====== Текст ======

Александр Трифонович стоял на крыльце немецкого дома и тоже палил из пистолета в небо, подсвеченное трофейными ракетами. Михаил Савин пытался сделать «в тот день, когда окончилась война», последний фронтовой снимок. Но скоротечного, скудного света ракет не хватило для того, чтобы сделать эту фотографию неприхотливым «ФЭДом», который, к слову сказать, Твардовский ласково называл Федей...

Год от года росла на фронте популярность «Василия Теркина», еще больше выросла она в первые послевоенные месяцы. «Василий Теркин» плодил и неумелых подражателей, эпигонов. Твардовский читал подражания, присланные в «Красноармейскую правду», хмурый, будто отбывал тяжелую повинность.

Но пародии на «Василия Теркина», которые сочинялись в нашей редакции, он слушал без раздражения, часто с веселой охотой. Твардовский сказал как-то, что только бесталанный дурак может обидеться на талантливую пародию.

Он долго смеялся, прослушав сатирические стихи М. Слободского «Теркин в ТАССе». Это была эпиграмма на болтливого, нахрапистого, но трусоватого корреспондента (такие, хоть и редко, попадались в нашей журналистской семье, я на войне встретил двух или трех). Корреспондент такого сорта обычно переписывал политдонесения в штабе фронта, а заметки свои начинал словами «Мы стоим на переднем крае». Когда же он уезжал в Москву, то надевал для близира каску и брал с собой автомат.

Вышло так, что, к сожаленью, Не спросив ни нас, ни вас, Бросил Теркин отделенье И пошел работать в ТАСС. А чтоб лучшим там считаться, Нужно в год — немалый срок! — Ухитриться, расстараться Накропать десяток строк...

— Вот чертушка! — одобрительно отозвался Твардовский об авторе пародии.

Он считал, что многолетняя работа Слободского в жанре пародии выработала у него обостренное чувство стиля.

======

Задание A:
Как, согласно тексту, Твардовский ласково называл «ФЭД»?

====== Исходные данные ======

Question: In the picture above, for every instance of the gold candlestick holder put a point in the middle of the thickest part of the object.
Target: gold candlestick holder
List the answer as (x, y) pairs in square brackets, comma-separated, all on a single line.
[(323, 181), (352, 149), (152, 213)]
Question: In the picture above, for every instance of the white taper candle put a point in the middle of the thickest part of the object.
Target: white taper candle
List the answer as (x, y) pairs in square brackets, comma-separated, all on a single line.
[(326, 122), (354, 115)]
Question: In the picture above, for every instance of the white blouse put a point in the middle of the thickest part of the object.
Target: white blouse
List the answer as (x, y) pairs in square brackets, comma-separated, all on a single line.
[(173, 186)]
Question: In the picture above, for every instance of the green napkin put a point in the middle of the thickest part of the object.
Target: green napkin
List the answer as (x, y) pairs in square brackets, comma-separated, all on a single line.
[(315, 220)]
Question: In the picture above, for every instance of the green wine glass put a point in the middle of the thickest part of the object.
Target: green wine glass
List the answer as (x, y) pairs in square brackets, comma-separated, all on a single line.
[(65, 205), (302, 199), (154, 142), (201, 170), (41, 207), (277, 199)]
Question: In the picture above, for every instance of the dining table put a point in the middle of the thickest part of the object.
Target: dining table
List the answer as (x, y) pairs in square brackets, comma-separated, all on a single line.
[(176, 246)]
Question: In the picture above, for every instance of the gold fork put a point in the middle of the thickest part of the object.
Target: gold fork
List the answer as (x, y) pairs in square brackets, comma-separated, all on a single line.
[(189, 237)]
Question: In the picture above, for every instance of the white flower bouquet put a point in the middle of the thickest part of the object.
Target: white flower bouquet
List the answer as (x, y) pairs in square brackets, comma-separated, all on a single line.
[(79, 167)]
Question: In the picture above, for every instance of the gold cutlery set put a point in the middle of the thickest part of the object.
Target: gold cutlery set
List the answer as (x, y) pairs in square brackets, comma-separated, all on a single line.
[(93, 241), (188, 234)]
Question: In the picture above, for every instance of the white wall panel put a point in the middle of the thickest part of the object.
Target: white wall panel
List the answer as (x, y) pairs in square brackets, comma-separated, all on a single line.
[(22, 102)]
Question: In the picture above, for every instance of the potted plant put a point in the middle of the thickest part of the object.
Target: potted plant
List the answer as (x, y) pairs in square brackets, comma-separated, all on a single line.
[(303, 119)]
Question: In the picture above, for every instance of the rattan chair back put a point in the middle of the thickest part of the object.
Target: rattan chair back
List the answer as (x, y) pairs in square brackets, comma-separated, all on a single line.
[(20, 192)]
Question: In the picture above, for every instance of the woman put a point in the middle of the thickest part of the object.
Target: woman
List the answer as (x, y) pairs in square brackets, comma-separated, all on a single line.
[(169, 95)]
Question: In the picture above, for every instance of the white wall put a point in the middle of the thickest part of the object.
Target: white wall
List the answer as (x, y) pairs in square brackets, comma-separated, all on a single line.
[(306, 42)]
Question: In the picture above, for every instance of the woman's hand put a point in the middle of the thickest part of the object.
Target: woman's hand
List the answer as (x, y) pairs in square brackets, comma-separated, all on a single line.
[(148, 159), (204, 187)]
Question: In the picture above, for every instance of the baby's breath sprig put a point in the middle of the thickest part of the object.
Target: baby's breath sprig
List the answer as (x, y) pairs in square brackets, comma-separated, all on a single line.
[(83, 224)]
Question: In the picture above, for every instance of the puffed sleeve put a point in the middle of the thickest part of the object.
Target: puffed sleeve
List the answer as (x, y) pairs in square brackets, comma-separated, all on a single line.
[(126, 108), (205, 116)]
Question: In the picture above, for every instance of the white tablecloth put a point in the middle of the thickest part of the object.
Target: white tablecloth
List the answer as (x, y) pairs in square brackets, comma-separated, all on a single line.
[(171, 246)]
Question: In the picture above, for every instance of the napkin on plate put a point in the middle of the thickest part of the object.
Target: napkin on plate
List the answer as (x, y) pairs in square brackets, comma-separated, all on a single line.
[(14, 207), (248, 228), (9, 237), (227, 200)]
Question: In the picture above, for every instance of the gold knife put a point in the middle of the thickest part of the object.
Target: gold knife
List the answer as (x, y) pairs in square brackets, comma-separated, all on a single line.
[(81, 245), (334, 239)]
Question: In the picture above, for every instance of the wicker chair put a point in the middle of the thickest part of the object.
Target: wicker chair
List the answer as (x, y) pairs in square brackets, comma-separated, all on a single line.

======

Задание B:
Измените записи, начиная с первой и заканчивая строкой, где стоит «[(176, 246)]»: замените «thickest» на «widest», а всё остальное сохраните без изменений. Приведите только эти строки.

Полный ответ A:
Федей.

Полный ответ B:
Question: In the picture above, for every instance of the gold candlestick holder put a point in the middle of the widest part of the object.
Target: gold candlestick holder
List the answer as (x, y) pairs in square brackets, comma-separated, all on a single line.
[(323, 181), (352, 149), (152, 213)]
Question: In the picture above, for every instance of the white taper candle put a point in the middle of the widest part of the object.
Target: white taper candle
List the answer as (x, y) pairs in square brackets, comma-separated, all on a single line.
[(326, 122), (354, 115)]
Question: In the picture above, for every instance of the white blouse put a point in the middle of the widest part of the object.
Target: white blouse
List the answer as (x, y) pairs in square brackets, comma-separated, all on a single line.
[(173, 186)]
Question: In the picture above, for every instance of the green napkin put a point in the middle of the widest part of the object.
Target: green napkin
List the answer as (x, y) pairs in square brackets, comma-separated, all on a single line.
[(315, 220)]
Question: In the picture above, for every instance of the green wine glass put a point in the middle of the widest part of the object.
Target: green wine glass
List the answer as (x, y) pairs in square brackets, comma-separated, all on a single line.
[(65, 205), (302, 199), (154, 142), (201, 170), (41, 207), (277, 199)]
Question: In the picture above, for every instance of the dining table put a point in the middle of the widest part of the object.
Target: dining table
List the answer as (x, y) pairs in square brackets, comma-separated, all on a single line.
[(176, 246)]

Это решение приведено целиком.